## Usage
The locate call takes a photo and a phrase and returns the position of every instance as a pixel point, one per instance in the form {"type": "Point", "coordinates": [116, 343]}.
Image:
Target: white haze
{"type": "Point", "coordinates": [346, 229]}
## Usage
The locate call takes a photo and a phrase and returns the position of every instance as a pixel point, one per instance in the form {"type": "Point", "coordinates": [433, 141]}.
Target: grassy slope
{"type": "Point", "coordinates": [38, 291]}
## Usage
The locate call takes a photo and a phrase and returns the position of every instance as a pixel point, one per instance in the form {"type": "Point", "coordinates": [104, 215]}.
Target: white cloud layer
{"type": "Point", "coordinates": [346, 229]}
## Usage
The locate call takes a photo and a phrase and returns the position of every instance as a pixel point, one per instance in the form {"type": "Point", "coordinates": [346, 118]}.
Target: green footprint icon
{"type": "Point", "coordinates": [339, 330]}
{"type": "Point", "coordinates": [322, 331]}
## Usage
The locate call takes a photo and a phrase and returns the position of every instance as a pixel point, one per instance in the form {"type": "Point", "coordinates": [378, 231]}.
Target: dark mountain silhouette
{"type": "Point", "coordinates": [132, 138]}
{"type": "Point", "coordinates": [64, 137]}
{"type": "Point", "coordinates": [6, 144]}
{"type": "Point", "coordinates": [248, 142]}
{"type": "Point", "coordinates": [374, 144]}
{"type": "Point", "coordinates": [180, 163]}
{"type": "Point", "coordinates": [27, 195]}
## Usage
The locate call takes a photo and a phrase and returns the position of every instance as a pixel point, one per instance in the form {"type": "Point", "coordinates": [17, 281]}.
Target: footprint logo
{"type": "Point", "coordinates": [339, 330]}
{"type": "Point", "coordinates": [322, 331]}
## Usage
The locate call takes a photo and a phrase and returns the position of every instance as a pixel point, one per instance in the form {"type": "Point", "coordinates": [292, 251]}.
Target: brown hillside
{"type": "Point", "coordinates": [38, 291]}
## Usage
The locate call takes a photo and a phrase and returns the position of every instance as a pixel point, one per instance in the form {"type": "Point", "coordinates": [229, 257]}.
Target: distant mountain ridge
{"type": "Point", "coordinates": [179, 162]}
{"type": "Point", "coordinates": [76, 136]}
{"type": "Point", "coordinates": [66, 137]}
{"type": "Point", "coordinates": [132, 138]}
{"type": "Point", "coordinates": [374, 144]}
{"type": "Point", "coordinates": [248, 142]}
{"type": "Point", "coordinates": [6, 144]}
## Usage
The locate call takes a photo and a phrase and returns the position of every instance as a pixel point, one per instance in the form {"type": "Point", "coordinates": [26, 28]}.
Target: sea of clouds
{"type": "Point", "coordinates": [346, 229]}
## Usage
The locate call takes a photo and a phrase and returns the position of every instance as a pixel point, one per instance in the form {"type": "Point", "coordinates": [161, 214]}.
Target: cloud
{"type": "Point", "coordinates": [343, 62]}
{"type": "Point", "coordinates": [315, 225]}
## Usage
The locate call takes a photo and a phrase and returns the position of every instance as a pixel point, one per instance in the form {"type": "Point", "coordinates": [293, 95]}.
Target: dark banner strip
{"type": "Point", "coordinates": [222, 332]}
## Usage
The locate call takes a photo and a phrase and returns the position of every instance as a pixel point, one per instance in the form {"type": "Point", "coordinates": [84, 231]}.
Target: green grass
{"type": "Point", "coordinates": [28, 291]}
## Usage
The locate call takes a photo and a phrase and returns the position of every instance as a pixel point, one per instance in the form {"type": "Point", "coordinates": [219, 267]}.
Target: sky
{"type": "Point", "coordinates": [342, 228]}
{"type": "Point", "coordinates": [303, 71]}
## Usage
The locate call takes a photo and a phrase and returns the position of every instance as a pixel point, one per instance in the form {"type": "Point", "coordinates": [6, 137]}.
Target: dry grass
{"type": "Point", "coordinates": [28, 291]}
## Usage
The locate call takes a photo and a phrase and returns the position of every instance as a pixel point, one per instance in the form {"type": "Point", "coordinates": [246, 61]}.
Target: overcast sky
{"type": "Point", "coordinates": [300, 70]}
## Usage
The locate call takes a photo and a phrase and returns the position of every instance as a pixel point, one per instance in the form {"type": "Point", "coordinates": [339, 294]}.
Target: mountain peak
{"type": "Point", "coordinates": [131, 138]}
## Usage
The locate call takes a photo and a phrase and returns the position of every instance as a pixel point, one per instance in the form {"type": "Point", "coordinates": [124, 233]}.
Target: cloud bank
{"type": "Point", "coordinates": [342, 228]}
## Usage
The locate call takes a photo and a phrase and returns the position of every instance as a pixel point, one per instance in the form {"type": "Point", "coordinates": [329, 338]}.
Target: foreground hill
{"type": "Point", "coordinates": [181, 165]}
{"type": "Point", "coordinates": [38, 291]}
-------------------------
### [Problem details]
Extract the complete listing verbatim.

### [In response]
## Usage
The locate call takes a photo and a phrase and returns the position of every instance as a pixel point, one per instance in the form {"type": "Point", "coordinates": [116, 343]}.
Image:
Target: white haze
{"type": "Point", "coordinates": [346, 229]}
## Usage
The locate call takes a photo and a phrase and returns the position of every instance as a pixel point, one per instance in the form {"type": "Point", "coordinates": [433, 141]}.
Target: grassy slope
{"type": "Point", "coordinates": [38, 291]}
## Usage
The locate call takes a photo and a phrase and returns the position of every instance as a pixel point, one per instance in the form {"type": "Point", "coordinates": [104, 215]}.
Target: white cloud layer
{"type": "Point", "coordinates": [346, 229]}
## Usage
The locate call takes a photo and a phrase and returns the position of every instance as a pixel point, one per instance in the form {"type": "Point", "coordinates": [346, 118]}.
Target: green footprint icon
{"type": "Point", "coordinates": [339, 330]}
{"type": "Point", "coordinates": [322, 331]}
## Usage
The locate call takes a photo and a phrase and returns the position of every instance as a pixel point, one per instance in the form {"type": "Point", "coordinates": [378, 231]}.
Target: dark mountain silhouette
{"type": "Point", "coordinates": [132, 138]}
{"type": "Point", "coordinates": [64, 137]}
{"type": "Point", "coordinates": [6, 144]}
{"type": "Point", "coordinates": [248, 142]}
{"type": "Point", "coordinates": [374, 144]}
{"type": "Point", "coordinates": [180, 163]}
{"type": "Point", "coordinates": [27, 195]}
## Usage
The locate call takes a photo and a phrase and returns the position of every instance as a pixel point, one per instance in the form {"type": "Point", "coordinates": [17, 281]}.
Target: footprint logo
{"type": "Point", "coordinates": [339, 330]}
{"type": "Point", "coordinates": [322, 331]}
## Usage
The locate call takes a photo and a phrase and returns the position of every instance as a pixel point, one per instance in the form {"type": "Point", "coordinates": [292, 251]}.
Target: brown hillside
{"type": "Point", "coordinates": [38, 291]}
## Usage
The locate call takes a photo and a phrase and returns the position of every instance as a pixel point, one per instance in the form {"type": "Point", "coordinates": [229, 257]}.
Target: distant mountain ridge
{"type": "Point", "coordinates": [179, 162]}
{"type": "Point", "coordinates": [76, 136]}
{"type": "Point", "coordinates": [66, 137]}
{"type": "Point", "coordinates": [132, 138]}
{"type": "Point", "coordinates": [374, 144]}
{"type": "Point", "coordinates": [248, 142]}
{"type": "Point", "coordinates": [6, 144]}
## Usage
The locate call takes a photo and a phrase and returns the position of every instance as a pixel point, one per instance in the form {"type": "Point", "coordinates": [26, 28]}.
Target: sea of clouds
{"type": "Point", "coordinates": [346, 229]}
## Usage
The locate call takes a photo and a phrase and returns the position of every instance as a pixel point, one per instance in the form {"type": "Point", "coordinates": [161, 214]}.
Target: cloud
{"type": "Point", "coordinates": [343, 62]}
{"type": "Point", "coordinates": [315, 225]}
## Usage
The locate call takes a photo and a phrase and returns the position of every instance as a pixel point, one per instance in the form {"type": "Point", "coordinates": [293, 95]}.
Target: dark banner strip
{"type": "Point", "coordinates": [222, 332]}
## Usage
The locate call takes a photo and a phrase and returns the position of every instance as a pixel point, one per instance in the form {"type": "Point", "coordinates": [84, 231]}.
Target: green grass
{"type": "Point", "coordinates": [28, 291]}
## Usage
The locate call takes a photo and a phrase and returns the position of every instance as a pixel point, one per instance in the form {"type": "Point", "coordinates": [219, 267]}.
Target: sky
{"type": "Point", "coordinates": [342, 228]}
{"type": "Point", "coordinates": [303, 71]}
## Usage
The locate call takes a photo and a phrase and returns the position of every instance as a pixel point, one per instance in the form {"type": "Point", "coordinates": [6, 137]}.
Target: dry grass
{"type": "Point", "coordinates": [28, 291]}
## Usage
The locate call takes a photo and a phrase and returns the position of every instance as a pixel point, one per instance in the form {"type": "Point", "coordinates": [246, 61]}.
Target: overcast sky
{"type": "Point", "coordinates": [300, 70]}
## Usage
The locate call takes a photo and a phrase and returns the position of every instance as a pixel point, one per instance in the form {"type": "Point", "coordinates": [339, 294]}.
Target: mountain peak
{"type": "Point", "coordinates": [131, 138]}
## Usage
The locate call takes a photo and a phrase and returns the position of every instance as a pixel point, one per instance in the form {"type": "Point", "coordinates": [124, 233]}.
Target: cloud bank
{"type": "Point", "coordinates": [342, 228]}
## Usage
The locate call takes a photo and a phrase and returns the position of every instance as a pixel point, one per instance in the form {"type": "Point", "coordinates": [329, 338]}.
Target: foreground hill
{"type": "Point", "coordinates": [181, 165]}
{"type": "Point", "coordinates": [38, 291]}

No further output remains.